(TO DO):
Give every line below as a JSON list of strings, one string per line, with blank lines skipped. Leave the pictures out.

(DATA LISTING):
☆ ☆ ☆ ☆ ☆ ☆ ☆

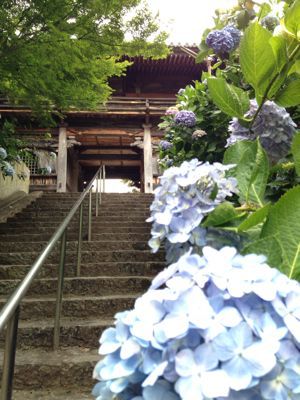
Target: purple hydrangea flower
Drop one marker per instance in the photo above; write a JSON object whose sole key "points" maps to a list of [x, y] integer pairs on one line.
{"points": [[3, 153], [220, 41], [8, 169], [185, 118], [205, 320], [235, 34], [165, 145], [273, 126]]}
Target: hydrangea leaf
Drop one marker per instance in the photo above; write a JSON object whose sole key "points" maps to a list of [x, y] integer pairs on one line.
{"points": [[296, 152], [268, 246], [257, 57], [255, 218], [290, 95], [284, 223], [224, 213], [230, 99], [292, 19], [251, 171]]}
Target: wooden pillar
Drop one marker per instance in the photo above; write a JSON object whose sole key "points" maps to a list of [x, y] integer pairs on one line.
{"points": [[62, 160], [148, 171]]}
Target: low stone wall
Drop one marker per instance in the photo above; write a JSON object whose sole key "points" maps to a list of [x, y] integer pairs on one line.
{"points": [[11, 185]]}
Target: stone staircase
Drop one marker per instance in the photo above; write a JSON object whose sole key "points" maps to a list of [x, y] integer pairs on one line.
{"points": [[117, 266]]}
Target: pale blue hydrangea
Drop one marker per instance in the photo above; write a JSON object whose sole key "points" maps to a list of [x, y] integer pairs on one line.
{"points": [[274, 127], [218, 318], [165, 145], [185, 118], [3, 153], [220, 41], [185, 196]]}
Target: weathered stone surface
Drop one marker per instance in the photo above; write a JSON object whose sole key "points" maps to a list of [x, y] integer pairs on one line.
{"points": [[116, 267]]}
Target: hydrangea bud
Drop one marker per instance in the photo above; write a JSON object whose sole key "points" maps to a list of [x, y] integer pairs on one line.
{"points": [[270, 22], [220, 41], [3, 153], [185, 118], [172, 110], [165, 145], [273, 126], [198, 133]]}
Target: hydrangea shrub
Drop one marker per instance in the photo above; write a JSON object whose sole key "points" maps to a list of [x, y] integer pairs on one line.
{"points": [[187, 194], [220, 326], [273, 126]]}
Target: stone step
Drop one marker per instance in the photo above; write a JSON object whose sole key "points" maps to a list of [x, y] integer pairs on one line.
{"points": [[22, 258], [75, 306], [93, 269], [88, 285], [65, 368], [83, 332], [58, 219], [72, 245], [59, 215], [145, 229], [53, 394]]}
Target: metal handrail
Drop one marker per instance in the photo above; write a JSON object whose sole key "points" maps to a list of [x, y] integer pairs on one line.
{"points": [[9, 315]]}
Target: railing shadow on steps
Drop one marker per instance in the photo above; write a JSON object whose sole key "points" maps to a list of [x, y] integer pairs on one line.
{"points": [[9, 315]]}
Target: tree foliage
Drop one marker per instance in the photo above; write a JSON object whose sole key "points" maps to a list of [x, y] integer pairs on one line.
{"points": [[59, 54]]}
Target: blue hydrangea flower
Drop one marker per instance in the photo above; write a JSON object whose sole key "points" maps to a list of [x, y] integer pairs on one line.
{"points": [[235, 34], [220, 41], [185, 118], [273, 126], [185, 196], [192, 329], [3, 153], [7, 169], [165, 145]]}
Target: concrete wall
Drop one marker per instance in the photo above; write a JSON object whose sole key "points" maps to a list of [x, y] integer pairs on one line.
{"points": [[11, 185]]}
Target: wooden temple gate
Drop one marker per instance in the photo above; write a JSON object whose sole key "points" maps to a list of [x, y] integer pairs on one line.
{"points": [[123, 134]]}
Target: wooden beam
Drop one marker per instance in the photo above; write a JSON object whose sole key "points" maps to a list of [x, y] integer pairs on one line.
{"points": [[62, 160], [119, 157]]}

☆ ☆ ☆ ☆ ☆ ☆ ☆

(WORKED SOLUTION):
[
  "Target: purple hydrangea flower",
  "Drop one marker per instance in the photo above; write a JSON object whose sole key \"points\" maps to a list of [x, y] integer pairs on one line.",
  "{\"points\": [[3, 153], [220, 41], [8, 169], [185, 118], [205, 320], [235, 34], [165, 145], [273, 126]]}",
  "Target: hydrangea leaf",
  "Drop one marker per instance in the photo above; write a JSON object whose sole key \"points\" maps to a list of [x, y] integer pairs on one line.",
  "{\"points\": [[296, 152], [268, 246], [257, 57], [255, 218], [290, 95], [284, 223], [224, 213], [230, 99], [292, 19], [251, 171]]}",
  "Target: wooden pillar",
  "Drop one marker per instance in the photo above; write a JSON object whose sole key \"points\" maps to a list of [x, y] integer pairs on one line.",
  "{\"points\": [[62, 160], [148, 171]]}",
  "Target: low stone wall",
  "Drop one marker per instance in the photo above; write a JSON object whose sole key \"points\" maps to a list of [x, y] integer pairs on one line.",
  "{\"points\": [[11, 185]]}",
  "Target: stone staircase",
  "Drop one marker per instance in the photo above; write a JSON object whose sole key \"points\" maps to a list of [x, y] integer pairs on one line.",
  "{\"points\": [[117, 266]]}",
  "Target: pale blue hydrangea",
  "Drop one marker per instance in the photo above; write a JSON object whose sole key \"points\" maps to a list of [x, y] integer pairs on one line.",
  "{\"points\": [[274, 127], [218, 318], [165, 145], [185, 118], [3, 153], [220, 41], [185, 196]]}",
  "Target: weathered stone surface",
  "Drop one marker per instance in the photo above; write a JSON object whose sole key \"points\" maps to a list of [x, y] integer pairs on one line.",
  "{\"points\": [[116, 267]]}",
  "Target: hydrangea bud",
  "Drop one marker per instance in the photo above; write a JSON object whose sole key \"points\" maps to a list of [x, y] integer pairs on one line.",
  "{\"points\": [[270, 22], [220, 41], [3, 153], [185, 118], [172, 110], [165, 145], [273, 126], [198, 133]]}",
  "Target: hydrangea shrub",
  "Drop one marker per instance in the photo above; write a JSON object whose sole key \"points\" maps to a list of [x, y] integer pairs on one line.",
  "{\"points\": [[187, 194], [220, 326], [273, 126]]}",
  "Target: stone step",
  "Drop one marker per instance in the photo above; write a JSON object whose sole key \"points\" maps to a list of [x, y] integer pairs on one line.",
  "{\"points\": [[22, 258], [75, 306], [93, 269], [88, 285], [65, 368], [83, 332], [58, 219], [72, 245], [59, 215], [145, 229], [53, 394]]}",
  "Target: metal handrail",
  "Drop one marker per instance in the photo above; write a JSON object whose sole key \"points\" maps to a list of [x, y] integer pairs on one line.",
  "{\"points\": [[9, 315]]}",
  "Target: railing shadow on steps",
  "Drop one marker per instance in the photo above; write a JSON object whose sole key \"points\" maps to a list of [x, y] integer pairs on one line.",
  "{\"points\": [[9, 315]]}",
  "Target: tree foliage",
  "Drop one marker per instance in the photo above; write a JSON object whose sole key \"points\" maps to a list of [x, y] integer pairs on one line.",
  "{\"points\": [[59, 54]]}",
  "Target: blue hydrangea flower",
  "Drop one marker per instance in the photo above; write a JSON object whose sole key \"points\" maps to a list of [x, y] integer pairs on one line.",
  "{\"points\": [[235, 34], [220, 41], [185, 118], [273, 126], [185, 196], [192, 329], [3, 153], [7, 169], [165, 145]]}",
  "Target: concrete wall",
  "Drop one marker per instance in the photo above; write a JSON object whose sole key \"points\" maps to a list of [x, y] integer pairs on one line.",
  "{\"points\": [[11, 185]]}",
  "Target: wooden temple gate",
  "Drop one marker per instance in the photo above; write a JSON object whose sole key \"points\" maps to a list of [x, y] integer pairs on one line.",
  "{\"points\": [[123, 134]]}",
  "Target: wooden beam",
  "Drop one marker per instance in the photo above; write a JSON object whose sole key \"points\" maps to a list of [x, y] integer pairs on one line.",
  "{\"points\": [[62, 160], [119, 157]]}"
]